━━━━━ Task material

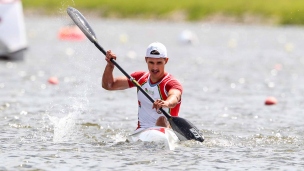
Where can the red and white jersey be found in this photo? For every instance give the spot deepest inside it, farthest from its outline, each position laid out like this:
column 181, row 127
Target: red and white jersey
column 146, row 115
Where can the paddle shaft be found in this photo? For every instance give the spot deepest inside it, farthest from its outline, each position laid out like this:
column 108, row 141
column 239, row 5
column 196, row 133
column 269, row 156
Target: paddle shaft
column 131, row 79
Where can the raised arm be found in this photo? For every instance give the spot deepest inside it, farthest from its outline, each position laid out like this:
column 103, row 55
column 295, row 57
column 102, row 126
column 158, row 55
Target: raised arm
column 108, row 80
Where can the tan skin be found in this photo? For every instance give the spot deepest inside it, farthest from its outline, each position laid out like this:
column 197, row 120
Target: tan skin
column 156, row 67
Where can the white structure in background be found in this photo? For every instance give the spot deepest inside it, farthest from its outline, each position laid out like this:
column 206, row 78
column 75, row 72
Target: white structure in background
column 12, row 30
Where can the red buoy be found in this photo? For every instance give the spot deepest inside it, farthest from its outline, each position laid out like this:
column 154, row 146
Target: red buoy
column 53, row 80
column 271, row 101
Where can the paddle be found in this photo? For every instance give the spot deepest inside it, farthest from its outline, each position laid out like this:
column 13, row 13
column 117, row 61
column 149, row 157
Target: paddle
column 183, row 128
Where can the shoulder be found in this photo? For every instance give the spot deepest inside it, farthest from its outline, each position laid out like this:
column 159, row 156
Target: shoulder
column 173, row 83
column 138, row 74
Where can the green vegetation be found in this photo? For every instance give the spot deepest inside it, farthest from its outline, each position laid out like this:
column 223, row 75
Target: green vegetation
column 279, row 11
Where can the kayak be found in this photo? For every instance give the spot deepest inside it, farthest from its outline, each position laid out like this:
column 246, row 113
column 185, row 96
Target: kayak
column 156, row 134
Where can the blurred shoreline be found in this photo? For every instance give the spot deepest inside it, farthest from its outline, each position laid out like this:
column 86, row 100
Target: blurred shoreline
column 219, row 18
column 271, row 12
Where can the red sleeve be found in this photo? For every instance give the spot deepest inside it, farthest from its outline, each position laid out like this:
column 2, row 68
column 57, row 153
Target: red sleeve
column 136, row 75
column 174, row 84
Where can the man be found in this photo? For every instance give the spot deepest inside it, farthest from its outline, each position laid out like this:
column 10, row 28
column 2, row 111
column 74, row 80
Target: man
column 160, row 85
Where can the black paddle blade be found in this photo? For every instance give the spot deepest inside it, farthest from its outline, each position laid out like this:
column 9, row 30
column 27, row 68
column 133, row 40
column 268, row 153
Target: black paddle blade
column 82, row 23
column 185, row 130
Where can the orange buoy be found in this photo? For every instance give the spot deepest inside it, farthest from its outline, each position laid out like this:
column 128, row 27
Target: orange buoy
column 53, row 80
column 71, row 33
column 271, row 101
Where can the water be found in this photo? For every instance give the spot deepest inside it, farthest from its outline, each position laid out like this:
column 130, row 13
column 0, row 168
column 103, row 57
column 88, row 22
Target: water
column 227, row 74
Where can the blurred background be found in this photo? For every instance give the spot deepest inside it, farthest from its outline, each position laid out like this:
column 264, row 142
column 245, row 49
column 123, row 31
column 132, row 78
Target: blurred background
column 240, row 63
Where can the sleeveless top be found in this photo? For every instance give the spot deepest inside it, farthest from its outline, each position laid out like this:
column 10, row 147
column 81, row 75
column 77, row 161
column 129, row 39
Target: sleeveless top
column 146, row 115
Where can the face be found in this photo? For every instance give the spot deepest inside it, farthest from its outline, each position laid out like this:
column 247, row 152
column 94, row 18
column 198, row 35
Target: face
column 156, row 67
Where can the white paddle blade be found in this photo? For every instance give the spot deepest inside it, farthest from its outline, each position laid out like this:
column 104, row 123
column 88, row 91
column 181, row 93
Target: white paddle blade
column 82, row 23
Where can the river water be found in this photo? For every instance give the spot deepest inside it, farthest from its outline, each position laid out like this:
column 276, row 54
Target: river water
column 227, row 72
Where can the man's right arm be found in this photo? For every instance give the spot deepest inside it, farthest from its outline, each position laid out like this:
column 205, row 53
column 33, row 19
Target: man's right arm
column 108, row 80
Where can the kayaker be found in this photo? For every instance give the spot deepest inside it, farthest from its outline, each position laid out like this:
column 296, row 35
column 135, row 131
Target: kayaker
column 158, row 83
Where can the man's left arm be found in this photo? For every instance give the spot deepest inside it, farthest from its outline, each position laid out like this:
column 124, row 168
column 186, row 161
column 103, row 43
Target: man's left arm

━━━━━━━━━━

Exercise instructions: Lay out the lines of the records above as a Markdown table with the columns Row and Line, one numbered row per line, skipping blank lines and leaving out the pictures.

Exercise response:
| Row | Line |
|---|---|
| 1 | Where can the red and white jersey be found in this photo? For every instance give the spot deepest inside it, farthest from its outline, each position laid out like this: |
| 2 | column 181, row 127 |
| 3 | Target: red and white jersey |
| 4 | column 146, row 115 |
| 5 | Where can the paddle shaft be found in this photo? For every instance give the spot deepest inside it, farthest from its outline, each position laid out like this: |
| 6 | column 108, row 141 |
| 7 | column 239, row 5 |
| 8 | column 196, row 133 |
| 9 | column 269, row 156 |
| 10 | Target: paddle shaft |
| 11 | column 131, row 79 |
| 12 | Where can the raised arm be found in this photo? For every instance give the spot deepest inside it, farthest from its outline, each position laid out like this: |
| 13 | column 103, row 55 |
| 14 | column 295, row 57 |
| 15 | column 102, row 126 |
| 16 | column 158, row 55 |
| 17 | Target: raised arm |
| 18 | column 108, row 80 |
| 19 | Where can the tan skin be found in this photo? For every instance give the spot deepest inside it, farthest from its outline, each position laid out like this: |
| 20 | column 197, row 120 |
| 21 | Target: tan skin |
| 22 | column 156, row 67 |
| 23 | Where can the white structure in background be found in this photo? For every instance give the spot deepest inside it, farthest from its outline, each position laid out like this: |
| 24 | column 206, row 78 |
| 25 | column 75, row 72 |
| 26 | Target: white structure in background |
| 27 | column 12, row 30 |
| 28 | Where can the red buoy be found in this photo? For every instance give the spot deepest inside it, farthest from its outline, each position laid out like this: |
| 29 | column 154, row 146 |
| 30 | Target: red buoy |
| 31 | column 53, row 80 |
| 32 | column 271, row 101 |
| 33 | Where can the paddle be found in this photo? For every instance give the spot deepest inside it, farthest from its outline, each position laid out like this: |
| 34 | column 13, row 13 |
| 35 | column 117, row 61 |
| 36 | column 149, row 157 |
| 37 | Target: paddle |
| 38 | column 183, row 128 |
| 39 | Where can the shoulder be found in this photo? For every instance give the spot deepest inside it, farthest from its outline, each position laid out like this: |
| 40 | column 159, row 156 |
| 41 | Target: shoulder |
| 42 | column 173, row 83 |
| 43 | column 138, row 74 |
| 44 | Where can the green vegetation be found in this photo? For every instance give the spot deepest inside it, farthest from its outline, each position laid out like this: |
| 45 | column 223, row 75 |
| 46 | Target: green vegetation |
| 47 | column 279, row 11 |
| 48 | Where can the kayak be found in this photo? For every instance give the spot deepest inside it, farthest from its outline, each position laid out like this: |
| 49 | column 246, row 113 |
| 50 | column 185, row 96 |
| 51 | Target: kayak |
| 52 | column 156, row 134 |
| 53 | Where can the blurred shoreline be found in this photo? For every instance give the spot deepest inside it, farthest from its outline, each position laid out like this: |
| 54 | column 86, row 100 |
| 55 | Target: blurred shoreline |
| 56 | column 219, row 18 |
| 57 | column 271, row 12 |
| 58 | Where can the red sleeve be found in this photo? For every instance give the spot deepest inside it, farthest from its outline, each position laid out like this: |
| 59 | column 2, row 68 |
| 60 | column 57, row 153 |
| 61 | Target: red sleeve |
| 62 | column 136, row 75 |
| 63 | column 174, row 84 |
| 64 | Where can the man be found in this photo? For every instance give the spot deepest inside it, farthest from its outline, each position laid out like this: |
| 65 | column 10, row 28 |
| 66 | column 2, row 111 |
| 67 | column 74, row 80 |
| 68 | Target: man |
| 69 | column 160, row 85 |
| 70 | Where can the black paddle blade be found in this photo? For every instance give the spot deepest inside it, farthest from its outline, each position laid out like this: |
| 71 | column 9, row 30 |
| 72 | column 27, row 68 |
| 73 | column 133, row 40 |
| 74 | column 268, row 153 |
| 75 | Target: black paddle blade |
| 76 | column 82, row 23 |
| 77 | column 185, row 130 |
| 78 | Where can the orange buoy be found in this photo? For every instance give the spot deepest inside it, farthest from its outline, each position laid out like this: |
| 79 | column 128, row 27 |
| 80 | Target: orange buoy |
| 81 | column 53, row 80 |
| 82 | column 71, row 33 |
| 83 | column 271, row 101 |
| 84 | Where can the water be found in this photo? For every instance give the spot deepest inside it, farthest from its outline, each position laid out like this: |
| 85 | column 130, row 13 |
| 86 | column 0, row 168 |
| 87 | column 103, row 57 |
| 88 | column 88, row 22 |
| 89 | Target: water |
| 90 | column 227, row 74 |
| 91 | Where can the blurred background be found in this photo? For every instance give the spot deepest inside it, farthest from its outline, each position laid out like this: |
| 92 | column 264, row 142 |
| 93 | column 245, row 49 |
| 94 | column 123, row 31 |
| 95 | column 132, row 78 |
| 96 | Target: blurred background |
| 97 | column 240, row 63 |
| 98 | Where can the sleeveless top be found in this photo? For every instance give the spot deepest inside it, farthest from its outline, each position laid out like this: |
| 99 | column 10, row 147 |
| 100 | column 81, row 75 |
| 101 | column 77, row 161 |
| 102 | column 129, row 39 |
| 103 | Target: sleeveless top |
| 104 | column 146, row 115 |
| 105 | Where can the face be found in this photo? For every instance give the spot deepest inside it, farthest from its outline, each position laid out like this: |
| 106 | column 247, row 152 |
| 107 | column 94, row 18 |
| 108 | column 198, row 35 |
| 109 | Target: face |
| 110 | column 156, row 67 |
| 111 | Where can the white paddle blade be found in this photo? For every instance give the spot deepest inside it, farthest from its outline, each position laid out like this: |
| 112 | column 104, row 123 |
| 113 | column 88, row 91 |
| 114 | column 181, row 93 |
| 115 | Target: white paddle blade |
| 116 | column 82, row 23 |
| 117 | Where can the river water be found in this photo? For every instance give the spot deepest inside it, farthest from its outline, each position laid out like this: |
| 118 | column 276, row 54 |
| 119 | Target: river water |
| 120 | column 227, row 72 |
| 121 | Where can the man's right arm be found in this photo? For every instance give the spot deepest inside it, farthest from its outline, each position laid out like this: |
| 122 | column 205, row 53 |
| 123 | column 33, row 19 |
| 124 | Target: man's right arm |
| 125 | column 108, row 80 |
| 126 | Where can the kayaker be found in this photo? For every instance give the spot deepest inside it, farthest from its outline, each position laid out like this: |
| 127 | column 296, row 35 |
| 128 | column 135, row 131 |
| 129 | Target: kayaker |
| 130 | column 158, row 83 |
| 131 | Where can the man's left arm be found in this photo? For every instance give the spot deepest inside it, farthest from its outline, each position laid out like this: |
| 132 | column 124, row 168 |
| 133 | column 186, row 161 |
| 134 | column 103, row 43 |
| 135 | Target: man's left arm |